Analysis of amino acids.
The method of Ellison et
al. (1987)
was used, with minor modification, for measurement of
amino acids. Briefly, the measurements were performed on an HPLC (BAS
200; Bioanalytical Systems) with electrochemical detection. A Rainin
C18 column (150 × 4.6 mm I.D., 5 µm, 100 Å) was used. The
mobile phase consisted of 0.1 M sodium phosphate (mono and
dibasic)/methanol buffer (63:37, v/v; pH 5.2). The derivatizing agent
consisted of o-phthaldialdehyde (50 mg), 2-mercaptoethanol (40 µl), absolute ethanol (0.9 ml) and 0.1 M borate buffer to make a
final volume of 10 ml. The glutamate peak was verified by retention
time, peak shape and comparison of samples with a standard consisting
of eight amino acids (aspartate, glutamate, glutamine, histidine,
arginine, glycine, taurine, and alanine; each at a concentration of 5 µM).
General experimental procedures.
One week after stereotaxic
surgery, each rat was anesthetized with ether, and an osmotic minipump
was implanted. An i.c.v. infusion of butorphanol, morphine or saline
was initiated and maintained for 3 days as described above. On the
third day after initiation of i.c.v. infusion, each rat was placed in
an individual stainless steel wire-bottom cage, and a plastic harness
was secured loosely around the chest. This harness was tethered to a
microdialysis counterbalance arm, and a freshly calibrated
microdialysis probe was placed into the locus ceruleus guide cannula.
The probe was perfused for the initial 18 hr at a low flow rate (0.2 µl/min) using a CMA/100 microdialysis infusion pump. Each
experimental sequence began with disconnection of the tubing between
the osmotic minipump and the i.c.v. inlet cannula. The infusion rate
through the probe was increased to 2 µl/min for an equilibration
period of 2 to 3 hr. Thereafter, a series of four or five sequential 15-min samples were collected for determination of basal concentrations of glutamate and aspartate. Nor-binaltorphimine was injected i.c.v. (48 nmol/5 µl) over a 5-min period using a hand-held microliter syringe.

• Task set
(a) In the methods passage, at what flow rate was the probe perfused during the initial 18 hr?
(b) Repeat the methods passage starting with "The probe was perfused" and going on through "hand-held microliter syringe.".
(c) Go on with the methods passage on amino acid analysis and microdialysis in rats from the point where it stops.

• Dataset content

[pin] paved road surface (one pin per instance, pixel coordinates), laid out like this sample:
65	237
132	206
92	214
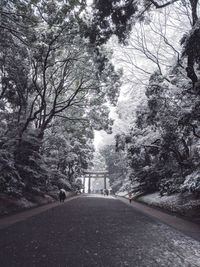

• Answers for the exercise
(a) 0.2 µl/min

(b)
The probe was perfused for the initial 18 hr at a low flow rate (0.2 µl/min) using a CMA/100 microdialysis infusion pump. Each
experimental sequence began with disconnection of the tubing between
the osmotic minipump and the i.c.v. inlet cannula. The infusion rate
through the probe was increased to 2 µl/min for an equilibration
period of 2 to 3 hr. Thereafter, a series of four or five sequential 15-min samples were collected for determination of basal concentrations of glutamate and aspartate. Nor-binaltorphimine was injected i.c.v. (48 nmol/5 µl) over a 5-min period using a hand-held microliter syringe.

(c)
Samples were collected during the hour immediately after nor-binaltorphimine injection. This dose of nor-binaltorphimine was
chosen based on the results of prior studies (Jaw et al., 1993
, 1994
). In particular, the dose was determined from the study of
Jaw et al. (1994)
, who compared the effects of a range of
nor-binaltorphimine doses (12-100 nmol i.c.v.) with those of naloxone
in the elicitation of behavioral signs of acute withdrawal in
butorphanol-dependent rats.
Statistics. The Student's t test was used to test for differences between the basal level of an amino acid and the maximal value obtained after nor-binaltorphimine challenge. One-way analysis of variance and the Newman-Keul test were used to test among the amino acid concentrations in the butorphanol, morphine and saline groups. Calculated values of P < 0.05 were considered statistically significant. Values for amino acid concentrations that are expressed as percentage change from basal values were calculated from a single basal value that represented the average of the four individual basal samples taken immediately before nor-binaltorphimine challenge. The frequencies of occurrence of each behavioral sign were analyzed by one-way analysis of variance, and the Bonferroni test was used to differentiate among the mean values of these three groups. Mean ± S.E.M. values are reported.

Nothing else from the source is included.